> SHORT PROBLEM: Swap "box coordinates" for "coordinates of the box" everywhere it occurs in the rows below, and leave everything else as it is.

* Begin *

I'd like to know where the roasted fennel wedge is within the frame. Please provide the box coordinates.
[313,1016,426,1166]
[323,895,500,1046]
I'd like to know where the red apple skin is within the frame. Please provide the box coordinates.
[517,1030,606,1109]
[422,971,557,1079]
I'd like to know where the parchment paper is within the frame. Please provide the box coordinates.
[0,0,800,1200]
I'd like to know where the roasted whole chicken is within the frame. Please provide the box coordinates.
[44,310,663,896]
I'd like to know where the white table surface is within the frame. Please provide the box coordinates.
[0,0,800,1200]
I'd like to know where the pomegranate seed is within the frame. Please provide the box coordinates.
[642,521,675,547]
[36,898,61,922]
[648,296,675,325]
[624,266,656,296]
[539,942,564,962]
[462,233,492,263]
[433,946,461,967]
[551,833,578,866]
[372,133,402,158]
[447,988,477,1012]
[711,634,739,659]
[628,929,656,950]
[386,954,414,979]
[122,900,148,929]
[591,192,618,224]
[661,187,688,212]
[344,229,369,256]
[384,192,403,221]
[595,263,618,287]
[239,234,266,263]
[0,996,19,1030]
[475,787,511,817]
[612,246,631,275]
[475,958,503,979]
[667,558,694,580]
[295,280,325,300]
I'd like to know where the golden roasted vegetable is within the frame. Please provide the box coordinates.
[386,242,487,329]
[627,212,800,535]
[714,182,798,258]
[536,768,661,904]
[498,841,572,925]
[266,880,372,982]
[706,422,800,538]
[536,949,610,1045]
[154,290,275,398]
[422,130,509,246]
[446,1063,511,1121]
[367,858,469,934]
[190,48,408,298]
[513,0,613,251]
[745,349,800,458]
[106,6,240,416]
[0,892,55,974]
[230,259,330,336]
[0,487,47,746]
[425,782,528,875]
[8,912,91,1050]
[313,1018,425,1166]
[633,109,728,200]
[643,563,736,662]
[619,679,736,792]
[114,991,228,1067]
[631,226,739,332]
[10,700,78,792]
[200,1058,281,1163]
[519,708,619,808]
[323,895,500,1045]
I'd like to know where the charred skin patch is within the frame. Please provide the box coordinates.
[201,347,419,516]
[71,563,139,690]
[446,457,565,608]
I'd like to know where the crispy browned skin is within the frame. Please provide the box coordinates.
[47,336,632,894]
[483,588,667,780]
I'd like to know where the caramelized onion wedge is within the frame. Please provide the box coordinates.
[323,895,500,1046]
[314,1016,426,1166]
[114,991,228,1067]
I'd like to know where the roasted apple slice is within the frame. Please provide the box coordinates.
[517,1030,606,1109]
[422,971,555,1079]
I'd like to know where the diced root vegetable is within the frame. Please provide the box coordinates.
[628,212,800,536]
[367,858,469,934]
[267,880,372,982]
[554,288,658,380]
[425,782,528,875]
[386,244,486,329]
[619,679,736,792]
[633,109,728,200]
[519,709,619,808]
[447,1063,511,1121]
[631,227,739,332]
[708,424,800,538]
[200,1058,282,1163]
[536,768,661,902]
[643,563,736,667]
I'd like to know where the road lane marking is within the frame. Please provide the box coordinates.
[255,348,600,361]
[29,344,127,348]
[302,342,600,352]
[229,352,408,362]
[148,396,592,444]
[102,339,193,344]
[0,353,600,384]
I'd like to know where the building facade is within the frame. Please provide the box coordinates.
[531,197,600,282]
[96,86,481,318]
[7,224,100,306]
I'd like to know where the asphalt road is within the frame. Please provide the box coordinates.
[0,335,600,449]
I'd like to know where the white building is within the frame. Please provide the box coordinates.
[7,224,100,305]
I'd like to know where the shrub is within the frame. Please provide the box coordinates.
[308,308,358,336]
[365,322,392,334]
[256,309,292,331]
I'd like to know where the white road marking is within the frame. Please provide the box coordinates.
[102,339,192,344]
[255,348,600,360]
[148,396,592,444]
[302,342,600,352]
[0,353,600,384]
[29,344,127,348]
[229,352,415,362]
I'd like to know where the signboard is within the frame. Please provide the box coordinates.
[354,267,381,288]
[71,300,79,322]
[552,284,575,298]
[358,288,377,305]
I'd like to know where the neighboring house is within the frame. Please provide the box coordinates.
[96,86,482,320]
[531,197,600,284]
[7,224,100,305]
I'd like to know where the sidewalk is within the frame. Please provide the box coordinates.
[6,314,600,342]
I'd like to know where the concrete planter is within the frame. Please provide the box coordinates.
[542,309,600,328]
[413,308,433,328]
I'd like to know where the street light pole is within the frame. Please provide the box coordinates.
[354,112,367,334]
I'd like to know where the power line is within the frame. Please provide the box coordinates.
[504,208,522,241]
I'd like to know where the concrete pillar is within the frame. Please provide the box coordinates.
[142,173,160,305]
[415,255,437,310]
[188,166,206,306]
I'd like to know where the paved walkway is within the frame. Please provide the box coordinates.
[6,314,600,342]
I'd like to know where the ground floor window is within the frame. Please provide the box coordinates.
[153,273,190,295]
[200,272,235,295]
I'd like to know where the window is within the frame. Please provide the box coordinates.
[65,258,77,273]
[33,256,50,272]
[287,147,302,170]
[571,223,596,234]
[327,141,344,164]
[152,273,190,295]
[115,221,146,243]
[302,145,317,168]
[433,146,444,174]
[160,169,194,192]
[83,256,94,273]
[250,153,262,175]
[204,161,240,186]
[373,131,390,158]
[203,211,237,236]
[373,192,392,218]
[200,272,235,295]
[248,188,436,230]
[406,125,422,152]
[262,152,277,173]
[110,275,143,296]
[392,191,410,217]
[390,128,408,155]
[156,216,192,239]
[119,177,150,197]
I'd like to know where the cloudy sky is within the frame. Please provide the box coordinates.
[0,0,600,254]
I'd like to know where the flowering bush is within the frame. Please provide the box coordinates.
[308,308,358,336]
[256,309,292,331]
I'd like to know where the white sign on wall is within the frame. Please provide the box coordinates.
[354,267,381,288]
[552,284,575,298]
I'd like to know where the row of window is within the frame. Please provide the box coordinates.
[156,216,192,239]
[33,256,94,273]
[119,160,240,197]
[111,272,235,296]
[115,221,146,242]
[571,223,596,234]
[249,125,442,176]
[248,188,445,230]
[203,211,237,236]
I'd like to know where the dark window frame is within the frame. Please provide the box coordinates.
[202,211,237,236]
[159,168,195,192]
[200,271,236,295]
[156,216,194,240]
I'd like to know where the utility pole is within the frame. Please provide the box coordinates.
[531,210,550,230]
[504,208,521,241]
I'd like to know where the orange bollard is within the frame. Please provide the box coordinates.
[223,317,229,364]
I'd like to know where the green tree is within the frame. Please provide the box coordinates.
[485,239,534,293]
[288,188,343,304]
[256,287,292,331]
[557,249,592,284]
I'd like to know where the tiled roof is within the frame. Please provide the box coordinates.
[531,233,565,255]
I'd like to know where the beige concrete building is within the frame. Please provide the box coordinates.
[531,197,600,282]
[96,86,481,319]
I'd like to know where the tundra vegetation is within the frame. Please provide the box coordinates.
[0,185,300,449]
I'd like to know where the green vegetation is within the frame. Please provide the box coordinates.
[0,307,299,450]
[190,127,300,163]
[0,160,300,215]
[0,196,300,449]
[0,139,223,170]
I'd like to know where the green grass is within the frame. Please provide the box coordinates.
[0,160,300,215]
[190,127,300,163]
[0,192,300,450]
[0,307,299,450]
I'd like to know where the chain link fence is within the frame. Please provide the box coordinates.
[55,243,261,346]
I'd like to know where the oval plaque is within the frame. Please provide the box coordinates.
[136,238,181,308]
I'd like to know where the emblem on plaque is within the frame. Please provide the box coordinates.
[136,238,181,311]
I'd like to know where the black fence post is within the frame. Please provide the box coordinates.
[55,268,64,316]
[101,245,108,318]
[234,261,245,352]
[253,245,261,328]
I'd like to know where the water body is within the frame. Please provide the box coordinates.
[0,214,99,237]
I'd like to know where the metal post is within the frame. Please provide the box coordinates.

* End *

> CORRECT ANSWER:
I'd like to know where the roasted fennel wedge is within the frame. Please provide the coordinates of the box.
[313,1016,426,1166]
[323,895,500,1046]
I'd like to know where the red apple skin is within the frame. Please provide the coordinates of the box.
[517,1030,606,1109]
[422,971,557,1079]
I'd like to know where the parchment paper is within the frame. Please provide the coordinates of the box.
[0,0,800,1200]
I'd like to know where the roasted whole chicken is within the frame. Please provide the coordinates of the box.
[44,310,663,896]
I'd like to know where the white table surface is within the frame. Please provide the coordinates of the box.
[0,0,800,1200]
I'd like to know where the pomegranate seed is within the frame. Please provide the coordinates of the box.
[642,521,675,547]
[36,898,61,922]
[648,296,675,325]
[624,266,656,296]
[539,942,564,962]
[462,233,492,263]
[433,946,461,967]
[551,833,578,866]
[372,133,402,158]
[447,988,477,1012]
[711,634,739,659]
[628,929,656,950]
[386,954,414,979]
[122,900,148,929]
[591,192,618,224]
[661,187,688,212]
[344,229,369,256]
[384,192,403,221]
[595,263,618,287]
[239,234,266,263]
[0,996,19,1030]
[475,787,511,817]
[612,246,631,275]
[475,958,503,979]
[667,558,694,580]
[295,280,325,300]
I'd like to know where the golden roasted vegetable is within the frame. Please provide the coordinates of the box.
[386,242,487,329]
[627,212,800,535]
[714,182,798,258]
[536,768,661,904]
[498,841,572,925]
[266,880,372,982]
[706,422,800,538]
[536,949,610,1045]
[154,290,275,398]
[422,130,509,246]
[446,1063,511,1121]
[367,858,469,934]
[190,48,408,298]
[513,0,613,251]
[745,349,800,458]
[106,6,240,416]
[0,892,55,974]
[230,259,330,336]
[0,487,47,746]
[425,782,528,875]
[8,912,91,1050]
[313,1018,425,1166]
[633,109,728,200]
[643,563,736,662]
[619,679,736,792]
[114,991,228,1067]
[631,226,739,332]
[10,700,78,792]
[200,1058,281,1163]
[519,708,619,808]
[323,895,500,1045]
I'd like to know where the charred skin patch is within the frame. Please provide the coordinates of the box.
[201,347,419,516]
[71,563,139,690]
[446,457,565,608]
I'd like to know where the crispy browned skin is within the frame. Please provide the coordinates of the box.
[47,336,632,894]
[483,588,667,780]
I'd like to know where the caramelized onion wedge is within the frame. Please provide the coordinates of the box.
[323,895,500,1046]
[314,1016,426,1166]
[114,991,228,1067]
I'd like to know where the roasted apple slice is within the frame. Please provide the coordinates of the box.
[517,1030,606,1109]
[422,971,555,1079]
I'd like to know where the diced root vegetable is within the frame. Please provide the coordinates of the box.
[628,212,800,536]
[367,858,469,934]
[267,880,372,982]
[554,288,658,380]
[425,782,528,875]
[386,244,486,329]
[619,679,736,792]
[633,109,728,200]
[519,709,619,808]
[447,1063,511,1121]
[631,227,739,332]
[708,424,800,538]
[200,1058,282,1163]
[536,768,661,902]
[643,563,736,667]
I'd like to know where the road lane marking is within the frame. Please provide the coordinates of the box.
[255,348,600,361]
[29,344,127,348]
[302,342,600,352]
[229,352,408,362]
[148,396,592,444]
[102,339,193,344]
[0,353,600,384]
I'd like to know where the building facade is within the frame. Please provide the coordinates of the box.
[531,197,600,282]
[96,86,481,318]
[7,224,100,306]
I'd like to know where the asphalt road is within the frame. Please provide the coordinates of the box.
[0,335,600,449]
I'd like to know where the white building is within the frame. Please provide the coordinates of the box.
[7,224,100,305]
I'd like to know where the shrub is within the frame. Please provide the coordinates of the box.
[308,308,358,336]
[365,322,392,334]
[256,309,292,331]
I'd like to know where the white road marking is within the frame. Please provide the coordinates of the box.
[102,339,192,344]
[255,348,600,360]
[148,396,592,444]
[302,342,600,352]
[0,353,600,384]
[29,344,127,348]
[229,352,415,362]
I'd like to know where the signboard is within the frame. Please provide the coordinates of the box.
[354,267,381,288]
[71,300,79,322]
[552,284,575,298]
[358,288,377,305]
I'd like to know where the neighboring house is within the frame. Please provide the coordinates of the box.
[96,86,482,320]
[531,197,600,284]
[7,224,100,305]
I'd like to know where the sidewalk is within the frame. Please provide the coordinates of the box.
[6,314,600,342]
I'd like to know where the concrete planter is within the frame. Please provide the coordinates of the box.
[542,309,600,328]
[413,308,433,328]
I'd like to know where the street light pole is within the frame. Please provide the coordinates of the box.
[354,112,367,334]
I'd like to know where the power line is within the frame. Please provide the coordinates of the box.
[504,208,522,241]
I'd like to know where the concrete pillar is within the frame. Please provide the coordinates of the box.
[142,173,160,305]
[415,255,437,310]
[188,166,206,306]
I'd like to know where the paved walkway is within the frame. Please provide the coordinates of the box.
[6,314,600,342]
I'd like to know where the ground floor window is within the frame. Please provide the coordinates of the box.
[153,273,190,295]
[200,272,235,295]
I'd like to know where the window is within the frame. Please provide the coordinates of the box.
[65,258,77,273]
[33,256,50,272]
[287,147,302,170]
[571,223,596,234]
[327,141,344,164]
[152,273,190,295]
[115,221,146,243]
[302,145,317,168]
[433,146,444,174]
[160,169,194,192]
[83,256,94,273]
[250,153,262,175]
[204,161,240,186]
[373,131,390,158]
[203,211,237,236]
[373,192,392,218]
[200,272,235,295]
[248,188,436,230]
[406,125,422,152]
[262,152,277,173]
[110,275,143,296]
[392,191,410,217]
[390,128,408,155]
[156,216,192,239]
[119,177,150,197]
I'd like to know where the cloudy sky is within the frame. Please provide the coordinates of the box.
[0,0,600,254]
I'd like to know where the flowering bush is within the frame. Please provide the coordinates of the box.
[308,308,358,336]
[256,309,292,331]
I'd like to know where the white sign on wall is within the frame. Please provide the coordinates of the box.
[354,267,381,288]
[552,284,575,298]
I'd like to know where the row of window is within the frame. Please provide the coordinates of the box.
[156,216,192,239]
[33,256,94,273]
[119,160,240,197]
[111,272,235,296]
[115,221,146,242]
[571,223,596,234]
[249,125,442,176]
[248,188,445,230]
[203,211,237,236]
I'd like to know where the dark window frame is within the frame. Please provide the coordinates of the box.
[202,211,237,236]
[159,168,195,192]
[200,271,236,295]
[156,216,194,240]
I'd like to know where the utility pole is within the frame. Please provide the coordinates of the box.
[531,210,550,230]
[504,208,521,241]
I'd like to know where the orange bollard is within the frame. Please provide the coordinates of the box.
[223,317,229,364]
I'd like to know where the green tree is within the frame. Please provide the coordinates of the box.
[485,239,534,293]
[288,188,343,304]
[256,287,292,331]
[557,249,592,284]
I'd like to know where the tiled roof is within the frame. Please provide the coordinates of the box.
[531,233,565,255]
I'd like to know where the beige concrete building is within the frame. Please provide the coordinates of the box.
[531,197,600,282]
[96,86,481,319]
I'd like to know where the tundra vegetation is within the frame. Please provide the coordinates of the box.
[0,185,300,449]
I'd like to know where the green vegetation is within the frame. Please provide the coordinates of the box.
[0,307,299,450]
[190,127,300,163]
[0,160,300,215]
[0,196,300,449]
[0,139,223,170]
I'd like to know where the green grass is within the frame. Please provide the coordinates of the box.
[0,160,300,215]
[190,127,300,163]
[0,192,300,450]
[0,307,299,450]
I'd like to know where the chain link fence is within the frame. Please provide the coordinates of the box.
[55,243,261,346]
I'd like to know where the oval plaque is within the frame. Please provide the coordinates of the box.
[136,238,181,308]
I'd like to know where the emblem on plaque is within the frame. Please provide the coordinates of the box.
[136,238,181,311]
I'd like to know where the black fence post is within the frame. Please provide the coordinates of the box.
[55,268,64,316]
[101,245,108,318]
[234,261,245,352]
[253,245,261,328]
I'd like to know where the water body is within the frame. Please provide the coordinates of the box.
[0,214,99,237]
I'd like to know where the metal post is within the frame. Please provide the coordinates of the box.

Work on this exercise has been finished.